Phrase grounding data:
_ _ _ _ _

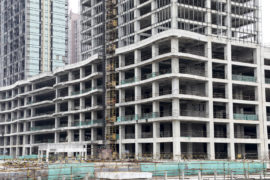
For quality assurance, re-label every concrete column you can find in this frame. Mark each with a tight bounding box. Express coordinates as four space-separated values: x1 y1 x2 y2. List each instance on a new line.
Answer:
153 142 160 160
171 58 179 74
119 55 125 67
205 0 211 35
172 78 179 95
228 142 235 160
173 121 181 160
136 123 141 139
55 132 59 143
153 122 159 159
207 41 214 160
135 50 141 64
171 0 178 29
68 130 73 142
135 67 141 82
225 0 232 38
134 0 140 43
80 129 84 142
119 71 125 85
152 82 159 97
152 44 158 57
91 128 95 141
171 38 179 53
153 101 159 115
151 0 157 35
207 141 215 160
172 98 180 117
135 104 141 119
119 125 123 159
135 143 141 160
80 67 84 78
226 43 235 160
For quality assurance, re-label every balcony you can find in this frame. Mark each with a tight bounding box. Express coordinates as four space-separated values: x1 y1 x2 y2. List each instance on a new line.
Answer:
120 77 138 85
117 115 139 122
71 86 102 96
140 112 160 119
233 113 258 121
143 70 171 80
232 75 256 82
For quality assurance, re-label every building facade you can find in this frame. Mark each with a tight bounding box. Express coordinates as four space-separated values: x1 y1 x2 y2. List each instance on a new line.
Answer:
0 54 104 157
2 0 270 161
0 0 68 87
68 11 81 64
81 0 104 60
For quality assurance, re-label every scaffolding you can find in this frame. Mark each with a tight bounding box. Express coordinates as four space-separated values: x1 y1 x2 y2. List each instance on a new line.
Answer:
104 0 118 159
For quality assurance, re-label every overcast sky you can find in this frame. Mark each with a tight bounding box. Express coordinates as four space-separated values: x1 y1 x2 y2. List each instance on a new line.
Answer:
69 0 270 44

_ _ _ _ _

Each record is to be restated word for word; no picture goes in.

• [Answer area]
For quality assurance, re-label every concrete column you can find in this frame. Mark each with a tight bounding box. Express coordinates as four space-separated values: x1 y1 x2 y2. List each instance on a new line.
Answer:
153 142 160 160
171 58 179 74
119 55 125 67
205 0 211 35
172 78 179 95
228 142 235 160
173 121 181 160
136 123 141 139
55 132 59 143
153 122 159 159
207 41 214 160
135 50 141 64
171 0 178 29
68 130 73 142
135 67 141 82
225 0 232 38
134 0 140 43
80 129 84 142
119 71 125 85
152 82 159 97
152 44 158 57
91 128 95 141
171 38 179 53
153 101 159 115
151 0 157 35
207 141 215 160
172 98 180 117
135 104 141 119
119 125 123 159
135 143 141 160
80 67 84 78
226 43 235 160
For quality assurance, re-label every balcony you can find in this frame. Mark each with a tight bounding box. Express coordinates as four space-separated values: x1 y1 x2 y2. List each instance on a new line.
Answer:
120 77 138 85
117 115 139 122
71 86 102 96
140 112 160 119
233 113 258 121
143 70 171 80
232 75 256 82
For quality assurance, re-label every building facade you can find in this frame. Mark each with a tight bounding box. Express coordinates as four space-separated values: x1 y1 x2 y2. List each instance on a new line.
Answer:
0 54 104 157
2 0 270 161
0 0 68 87
68 11 81 64
81 0 104 60
For quality assurance, re-label every scaffolding you can find in this frame. Mark each with a tight bounding box. Express coordinates as four space-separated values: x1 y1 x2 y2. List each instance on a new line.
Answer:
104 0 118 159
For quality assurance, re-label every overcast sky you can find in this frame. Mark each with a tight bounding box. Express coordinates as four space-separated values: x1 y1 x2 y2. List each instance on a new line.
Answer:
69 0 270 44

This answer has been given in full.